───── Text shown ─────
The opinion of the court was delivered by: VINCENT L. BRODERICK



 This is an appeal from revocation of bail (not yet made) of Anne Hamilton-Byrne and William Eric Hamilton-Byrne ("the Byrnes"), who are sought for extradition by the Government of Australia on charges of conspiracy to commit perjury involving false documents and common law conspiracy to defraud. The bail application was heard before United States Magistrate Judge Mark D. Fox pursuant to 18 USC 3184. The present memorandum explains my declination to disturb the denial of bail by United States Magistrate Judge Mark D. Fox.

 The charges against the Byrnes grow out of alleged falsification of birth certificates to retain children fraudulently brought into a cult under the guise of being natural children of the Byrnes. The Byrnes had lived in Australia for a significant period; Mrs. Byrne is an Australian citizen. The Byrnes' United States visas have expired and they are here illegally. They had made arrangements to travel to Great Britain which has no relevant extradition treaty with Australia.

 An extradition complaint was filed by the United States Attorney on behalf of the Government of Australia dated June 3, 1993, pursuant to which the Byrnes were arrested on June 4, 1993 and brought before United States Magistrate Judge Mark D. Fox, who initially denied bail on June 17, 1993. On June 23, 1993 I affirmed Judge Fox's ruling. I indicated, however, that the complaint as initially filed must promptly be supplemented with more detailed information if the Byrnes were to continue to be held without bail. I suggested that unless affidavits were submitted before Judge Fox within two weeks sufficient to support holding the Byrnes for the interim period pending a decision on final extradition, Judge Fox might appropriately reconsider denial of bail. *fn1"
───── Record set ─────
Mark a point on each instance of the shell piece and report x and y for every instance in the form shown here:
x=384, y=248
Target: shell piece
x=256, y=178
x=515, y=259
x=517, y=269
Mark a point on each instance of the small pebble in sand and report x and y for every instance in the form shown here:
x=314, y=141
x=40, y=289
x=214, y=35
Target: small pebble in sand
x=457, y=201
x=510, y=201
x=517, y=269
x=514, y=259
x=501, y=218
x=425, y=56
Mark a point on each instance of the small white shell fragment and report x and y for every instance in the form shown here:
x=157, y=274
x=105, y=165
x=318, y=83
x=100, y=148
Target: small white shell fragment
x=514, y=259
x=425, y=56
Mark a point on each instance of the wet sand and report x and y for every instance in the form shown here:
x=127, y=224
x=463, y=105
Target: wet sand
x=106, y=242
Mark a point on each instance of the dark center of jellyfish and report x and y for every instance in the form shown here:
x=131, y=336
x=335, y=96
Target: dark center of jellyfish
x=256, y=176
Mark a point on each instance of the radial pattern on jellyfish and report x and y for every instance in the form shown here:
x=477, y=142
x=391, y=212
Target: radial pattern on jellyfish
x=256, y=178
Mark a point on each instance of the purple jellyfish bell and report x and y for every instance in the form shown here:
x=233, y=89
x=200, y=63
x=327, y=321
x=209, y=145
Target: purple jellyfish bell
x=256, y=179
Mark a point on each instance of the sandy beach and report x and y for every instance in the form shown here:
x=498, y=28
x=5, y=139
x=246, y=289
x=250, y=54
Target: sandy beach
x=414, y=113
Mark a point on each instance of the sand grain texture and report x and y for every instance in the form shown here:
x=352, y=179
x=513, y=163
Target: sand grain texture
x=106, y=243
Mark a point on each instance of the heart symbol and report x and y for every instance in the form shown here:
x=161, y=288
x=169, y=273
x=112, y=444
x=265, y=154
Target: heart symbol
─────
Given request 1: From the rows, return the lines from the one containing "Mark a point on each instance of the sandy" up to and including the one containing "x=106, y=243", reproduced without any change.
Given request 2: Resume the court opinion on the Byrnes' bail appeal, picking up right after its last sentence.

Exercise answer 1:
Mark a point on each instance of the sandy beach and report x and y for every instance in the form shown here:
x=498, y=28
x=5, y=139
x=246, y=289
x=250, y=54
Target: sandy beach
x=414, y=113
Mark a point on each instance of the sand grain texture and report x and y for every instance in the form shown here:
x=352, y=179
x=513, y=163
Target: sand grain texture
x=106, y=243

Exercise answer 2:
 Article V of the 1976 extradition treaty between the United States and Australia provides that extradition "shall be granted only if the evidence is found sufficient, according to the laws in the territory where the person whose extradition is requested is found, either to justify his trial or committal for trial if the offense with which he is charged or its equivalent" had been committed in that territory.

 This provision requires use of the same test as would be applicable to holding a domestic defendant for further proceedings, i.e. that there must be probable cause to believe that an offense was committed and that the defendant committed it. Fed.R.Cr.P. 4.

 For the reasons which follow, I have declined to upset Judge Fox's decision, which I conclude is neither clearly erroneous nor contrary to law.


 The charges made by the Australian Government qualify as grounds for extradition under the 1976 United States - Australia extradition treaty, Article II, 27 UST 957, 960, TIAS 8234, which covers among other offenses:

 "an offense relating to . . . forgery," P 20

 "perjury; subornation of perjury; conspiring to defeat the course of justice," P 21.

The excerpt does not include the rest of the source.